■ RECORD EXTRACTS
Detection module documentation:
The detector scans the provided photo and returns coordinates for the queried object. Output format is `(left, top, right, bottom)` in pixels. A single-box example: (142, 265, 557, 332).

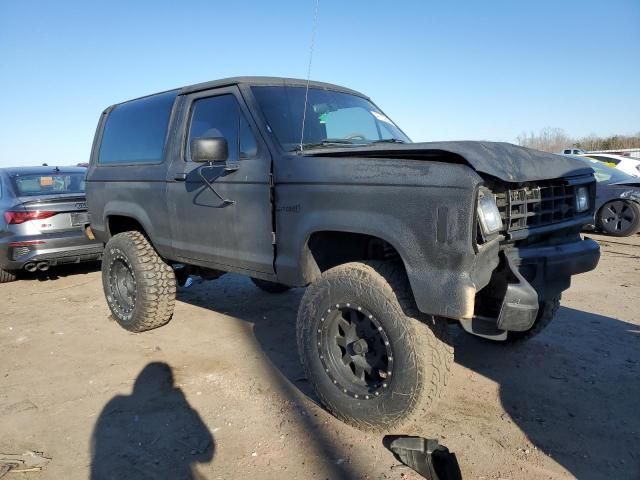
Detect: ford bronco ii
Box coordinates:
(86, 77, 600, 430)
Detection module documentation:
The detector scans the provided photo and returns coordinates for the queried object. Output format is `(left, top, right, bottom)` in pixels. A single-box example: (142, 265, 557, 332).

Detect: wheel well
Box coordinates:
(107, 215, 145, 238)
(307, 231, 402, 273)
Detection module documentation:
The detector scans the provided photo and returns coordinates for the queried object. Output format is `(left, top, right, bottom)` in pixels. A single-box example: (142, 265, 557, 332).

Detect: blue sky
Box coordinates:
(1, 0, 638, 167)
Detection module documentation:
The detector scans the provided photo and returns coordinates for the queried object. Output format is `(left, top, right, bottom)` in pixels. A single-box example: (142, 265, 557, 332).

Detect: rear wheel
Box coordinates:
(0, 268, 17, 283)
(102, 231, 176, 332)
(251, 277, 291, 294)
(597, 200, 640, 237)
(297, 261, 452, 431)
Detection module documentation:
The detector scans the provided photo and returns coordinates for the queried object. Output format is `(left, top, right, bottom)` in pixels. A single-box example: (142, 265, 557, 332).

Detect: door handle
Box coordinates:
(174, 173, 187, 181)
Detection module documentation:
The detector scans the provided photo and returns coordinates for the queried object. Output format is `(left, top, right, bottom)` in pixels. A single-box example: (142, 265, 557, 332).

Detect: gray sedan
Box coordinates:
(573, 156, 640, 237)
(0, 166, 103, 283)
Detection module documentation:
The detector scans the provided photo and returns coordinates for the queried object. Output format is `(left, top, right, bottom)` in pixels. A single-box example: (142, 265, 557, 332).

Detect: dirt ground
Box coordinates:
(1, 232, 638, 480)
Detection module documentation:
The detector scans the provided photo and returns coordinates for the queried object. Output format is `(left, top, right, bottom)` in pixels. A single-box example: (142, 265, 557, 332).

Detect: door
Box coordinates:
(167, 86, 274, 274)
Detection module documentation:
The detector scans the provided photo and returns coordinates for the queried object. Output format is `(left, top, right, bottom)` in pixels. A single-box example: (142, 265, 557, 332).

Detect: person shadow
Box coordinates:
(90, 362, 214, 480)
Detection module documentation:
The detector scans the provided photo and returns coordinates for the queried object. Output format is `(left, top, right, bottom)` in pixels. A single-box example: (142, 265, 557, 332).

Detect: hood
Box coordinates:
(302, 141, 593, 183)
(611, 179, 640, 188)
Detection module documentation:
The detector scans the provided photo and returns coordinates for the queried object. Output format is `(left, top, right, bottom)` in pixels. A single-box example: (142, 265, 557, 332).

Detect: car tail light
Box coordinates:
(3, 210, 57, 225)
(8, 240, 46, 247)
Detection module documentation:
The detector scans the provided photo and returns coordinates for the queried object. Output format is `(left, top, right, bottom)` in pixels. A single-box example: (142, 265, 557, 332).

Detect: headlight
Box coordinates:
(576, 186, 589, 212)
(477, 191, 503, 235)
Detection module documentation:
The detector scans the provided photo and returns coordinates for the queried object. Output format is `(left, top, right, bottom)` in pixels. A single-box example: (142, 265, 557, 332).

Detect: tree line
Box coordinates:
(516, 128, 640, 153)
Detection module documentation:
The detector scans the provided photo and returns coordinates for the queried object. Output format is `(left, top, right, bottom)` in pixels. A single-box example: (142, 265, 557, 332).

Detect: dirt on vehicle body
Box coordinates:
(86, 76, 600, 430)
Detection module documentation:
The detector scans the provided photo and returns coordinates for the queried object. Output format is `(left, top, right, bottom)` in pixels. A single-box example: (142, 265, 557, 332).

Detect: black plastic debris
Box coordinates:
(384, 435, 462, 480)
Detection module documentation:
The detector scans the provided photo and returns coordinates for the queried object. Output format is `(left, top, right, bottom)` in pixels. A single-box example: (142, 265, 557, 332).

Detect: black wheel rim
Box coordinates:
(601, 201, 635, 234)
(317, 303, 394, 399)
(108, 256, 136, 317)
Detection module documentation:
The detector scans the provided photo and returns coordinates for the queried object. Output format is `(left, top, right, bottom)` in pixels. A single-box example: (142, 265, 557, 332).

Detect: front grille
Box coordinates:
(495, 182, 577, 232)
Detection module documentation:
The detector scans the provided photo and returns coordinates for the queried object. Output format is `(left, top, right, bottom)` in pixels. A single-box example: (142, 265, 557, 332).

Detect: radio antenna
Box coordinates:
(299, 0, 320, 153)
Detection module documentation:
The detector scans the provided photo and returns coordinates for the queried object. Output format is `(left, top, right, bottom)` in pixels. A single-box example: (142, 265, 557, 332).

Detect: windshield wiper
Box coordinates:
(290, 139, 357, 152)
(291, 138, 407, 152)
(370, 138, 407, 144)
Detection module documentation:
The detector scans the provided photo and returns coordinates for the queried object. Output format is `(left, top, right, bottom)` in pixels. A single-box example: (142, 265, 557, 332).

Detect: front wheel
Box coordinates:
(297, 261, 453, 432)
(102, 231, 176, 332)
(597, 200, 640, 237)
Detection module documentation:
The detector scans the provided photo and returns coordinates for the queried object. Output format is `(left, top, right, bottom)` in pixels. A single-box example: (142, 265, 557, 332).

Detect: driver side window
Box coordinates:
(187, 94, 258, 162)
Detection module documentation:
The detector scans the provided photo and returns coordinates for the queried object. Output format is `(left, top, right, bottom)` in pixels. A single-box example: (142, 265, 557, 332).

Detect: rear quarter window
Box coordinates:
(98, 91, 177, 165)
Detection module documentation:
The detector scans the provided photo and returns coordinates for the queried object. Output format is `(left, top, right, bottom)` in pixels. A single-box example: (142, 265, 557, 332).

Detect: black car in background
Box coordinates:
(572, 156, 640, 236)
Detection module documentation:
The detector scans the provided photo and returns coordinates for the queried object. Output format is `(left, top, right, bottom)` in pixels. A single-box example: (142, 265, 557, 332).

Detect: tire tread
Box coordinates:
(103, 231, 176, 332)
(0, 268, 16, 284)
(297, 260, 453, 431)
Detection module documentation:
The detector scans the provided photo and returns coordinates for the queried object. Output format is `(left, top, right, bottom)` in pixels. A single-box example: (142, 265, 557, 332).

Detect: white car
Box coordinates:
(582, 153, 640, 178)
(559, 148, 587, 155)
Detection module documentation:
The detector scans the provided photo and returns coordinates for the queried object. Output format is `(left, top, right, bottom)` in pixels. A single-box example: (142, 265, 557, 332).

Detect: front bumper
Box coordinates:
(461, 236, 600, 339)
(506, 237, 600, 298)
(0, 229, 103, 271)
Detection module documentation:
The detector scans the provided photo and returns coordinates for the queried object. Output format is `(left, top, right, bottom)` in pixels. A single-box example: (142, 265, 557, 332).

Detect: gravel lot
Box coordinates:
(1, 233, 638, 480)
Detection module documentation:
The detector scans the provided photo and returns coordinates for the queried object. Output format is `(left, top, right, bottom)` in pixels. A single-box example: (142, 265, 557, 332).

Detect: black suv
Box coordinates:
(86, 77, 600, 431)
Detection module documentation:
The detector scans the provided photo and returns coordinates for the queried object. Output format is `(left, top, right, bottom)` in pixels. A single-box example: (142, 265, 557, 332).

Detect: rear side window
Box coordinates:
(98, 91, 177, 165)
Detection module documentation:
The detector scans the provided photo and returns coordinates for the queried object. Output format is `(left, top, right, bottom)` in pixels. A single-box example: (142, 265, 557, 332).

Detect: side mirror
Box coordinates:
(191, 137, 228, 164)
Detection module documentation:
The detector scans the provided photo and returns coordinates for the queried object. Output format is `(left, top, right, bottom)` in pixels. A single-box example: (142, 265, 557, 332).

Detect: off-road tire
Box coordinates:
(504, 295, 561, 343)
(597, 200, 640, 237)
(102, 231, 176, 332)
(0, 268, 17, 283)
(297, 260, 453, 432)
(251, 277, 291, 294)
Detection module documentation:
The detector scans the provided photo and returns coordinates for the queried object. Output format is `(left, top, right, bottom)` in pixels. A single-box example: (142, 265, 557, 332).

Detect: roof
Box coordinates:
(0, 166, 88, 177)
(181, 76, 366, 96)
(112, 76, 368, 107)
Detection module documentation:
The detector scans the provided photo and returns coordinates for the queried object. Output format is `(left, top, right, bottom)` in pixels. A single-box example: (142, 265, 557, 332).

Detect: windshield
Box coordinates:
(11, 173, 86, 197)
(252, 86, 411, 151)
(582, 158, 634, 184)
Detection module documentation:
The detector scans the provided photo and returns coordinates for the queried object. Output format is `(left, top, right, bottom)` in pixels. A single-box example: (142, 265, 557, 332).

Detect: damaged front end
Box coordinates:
(304, 141, 601, 337)
(461, 175, 601, 341)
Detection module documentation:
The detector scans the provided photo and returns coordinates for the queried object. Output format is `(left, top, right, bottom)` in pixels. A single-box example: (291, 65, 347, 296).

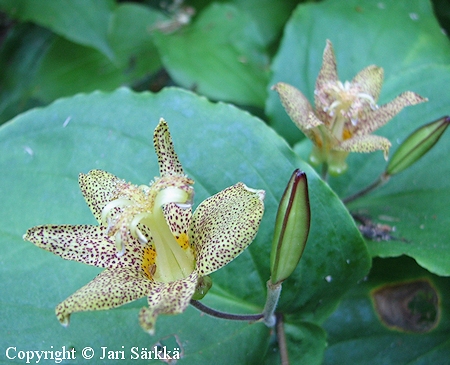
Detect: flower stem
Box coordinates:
(190, 300, 264, 322)
(262, 280, 282, 327)
(276, 313, 290, 365)
(342, 172, 390, 204)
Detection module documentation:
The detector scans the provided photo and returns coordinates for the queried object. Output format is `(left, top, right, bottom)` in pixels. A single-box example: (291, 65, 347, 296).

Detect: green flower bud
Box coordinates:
(270, 169, 311, 285)
(386, 116, 450, 176)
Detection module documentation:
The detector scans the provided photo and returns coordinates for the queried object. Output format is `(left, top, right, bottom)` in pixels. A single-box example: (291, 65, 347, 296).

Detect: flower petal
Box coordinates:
(79, 169, 124, 222)
(272, 82, 321, 142)
(56, 267, 154, 326)
(24, 225, 144, 270)
(336, 134, 392, 160)
(352, 65, 384, 101)
(163, 202, 192, 238)
(316, 40, 338, 88)
(272, 82, 315, 128)
(355, 91, 428, 136)
(190, 183, 265, 277)
(314, 40, 340, 121)
(153, 118, 185, 177)
(139, 270, 198, 335)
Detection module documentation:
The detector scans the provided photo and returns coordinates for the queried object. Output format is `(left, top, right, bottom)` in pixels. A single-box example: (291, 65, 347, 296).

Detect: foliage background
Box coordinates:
(0, 0, 449, 364)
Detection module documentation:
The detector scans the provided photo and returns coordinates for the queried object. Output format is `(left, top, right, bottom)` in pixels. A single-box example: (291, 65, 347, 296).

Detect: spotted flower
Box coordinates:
(24, 119, 265, 334)
(273, 40, 427, 175)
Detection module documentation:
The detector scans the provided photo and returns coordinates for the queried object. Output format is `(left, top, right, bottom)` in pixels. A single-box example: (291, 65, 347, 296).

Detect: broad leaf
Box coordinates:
(33, 3, 165, 102)
(0, 88, 369, 363)
(152, 3, 270, 107)
(0, 0, 116, 59)
(229, 0, 298, 44)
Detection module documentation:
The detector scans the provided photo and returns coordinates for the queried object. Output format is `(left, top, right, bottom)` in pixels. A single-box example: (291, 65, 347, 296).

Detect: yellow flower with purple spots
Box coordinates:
(24, 119, 265, 334)
(273, 40, 427, 175)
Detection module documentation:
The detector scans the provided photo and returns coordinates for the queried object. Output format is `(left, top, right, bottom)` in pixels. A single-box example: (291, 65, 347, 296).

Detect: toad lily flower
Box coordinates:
(273, 40, 427, 175)
(24, 119, 265, 334)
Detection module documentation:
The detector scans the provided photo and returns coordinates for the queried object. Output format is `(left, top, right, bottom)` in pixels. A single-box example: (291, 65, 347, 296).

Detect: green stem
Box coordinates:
(190, 300, 264, 322)
(342, 172, 390, 204)
(262, 280, 282, 327)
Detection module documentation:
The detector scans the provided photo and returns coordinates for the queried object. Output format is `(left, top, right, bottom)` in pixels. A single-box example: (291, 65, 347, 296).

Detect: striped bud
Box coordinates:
(386, 116, 450, 176)
(270, 170, 311, 285)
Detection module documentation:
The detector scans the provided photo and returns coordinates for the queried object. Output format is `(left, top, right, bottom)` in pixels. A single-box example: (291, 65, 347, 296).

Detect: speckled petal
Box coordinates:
(317, 40, 338, 84)
(352, 65, 384, 101)
(24, 225, 144, 270)
(163, 202, 192, 239)
(153, 118, 185, 177)
(56, 267, 155, 326)
(190, 183, 265, 277)
(79, 170, 124, 222)
(315, 39, 338, 112)
(272, 82, 317, 130)
(337, 134, 391, 160)
(355, 91, 427, 136)
(139, 270, 198, 335)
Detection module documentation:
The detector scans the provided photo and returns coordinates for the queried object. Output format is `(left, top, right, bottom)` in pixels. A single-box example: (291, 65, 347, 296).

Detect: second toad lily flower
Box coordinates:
(273, 40, 427, 175)
(24, 119, 265, 334)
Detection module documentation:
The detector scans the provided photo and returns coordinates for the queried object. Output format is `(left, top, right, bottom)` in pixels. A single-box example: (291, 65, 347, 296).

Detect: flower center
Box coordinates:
(102, 184, 195, 283)
(321, 81, 378, 141)
(135, 187, 195, 283)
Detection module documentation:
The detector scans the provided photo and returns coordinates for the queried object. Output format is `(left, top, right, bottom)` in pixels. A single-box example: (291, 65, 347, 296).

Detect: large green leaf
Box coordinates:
(0, 3, 165, 116)
(323, 256, 450, 364)
(267, 0, 450, 276)
(0, 0, 116, 59)
(32, 3, 165, 102)
(0, 88, 369, 363)
(229, 0, 298, 44)
(152, 3, 270, 107)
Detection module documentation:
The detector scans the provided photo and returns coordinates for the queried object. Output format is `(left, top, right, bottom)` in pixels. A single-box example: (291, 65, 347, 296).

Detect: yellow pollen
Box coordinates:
(142, 245, 157, 280)
(342, 129, 352, 140)
(176, 232, 190, 250)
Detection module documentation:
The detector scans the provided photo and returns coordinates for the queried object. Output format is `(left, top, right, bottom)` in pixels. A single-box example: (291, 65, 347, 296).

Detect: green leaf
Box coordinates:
(0, 24, 52, 125)
(266, 0, 450, 276)
(152, 3, 270, 107)
(323, 257, 450, 364)
(0, 0, 116, 59)
(229, 0, 298, 44)
(32, 4, 165, 102)
(0, 88, 369, 363)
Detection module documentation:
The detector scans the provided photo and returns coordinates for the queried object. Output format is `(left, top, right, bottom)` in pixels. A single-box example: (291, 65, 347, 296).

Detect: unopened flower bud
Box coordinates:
(270, 170, 311, 285)
(386, 116, 450, 176)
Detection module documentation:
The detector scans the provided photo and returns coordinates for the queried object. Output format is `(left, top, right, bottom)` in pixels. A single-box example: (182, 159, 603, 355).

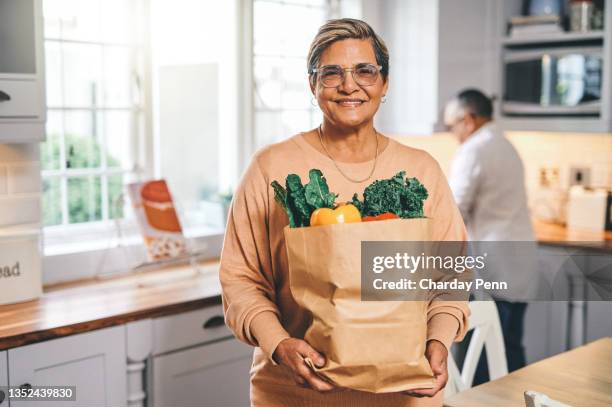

■ THE TASK
Every line of the entries above that includes "wheel" should be copied.

■ YOUR SOLUTION
Detect: wheel well
Detect: rear wheel
Detect: black wheel rim
Detect: front wheel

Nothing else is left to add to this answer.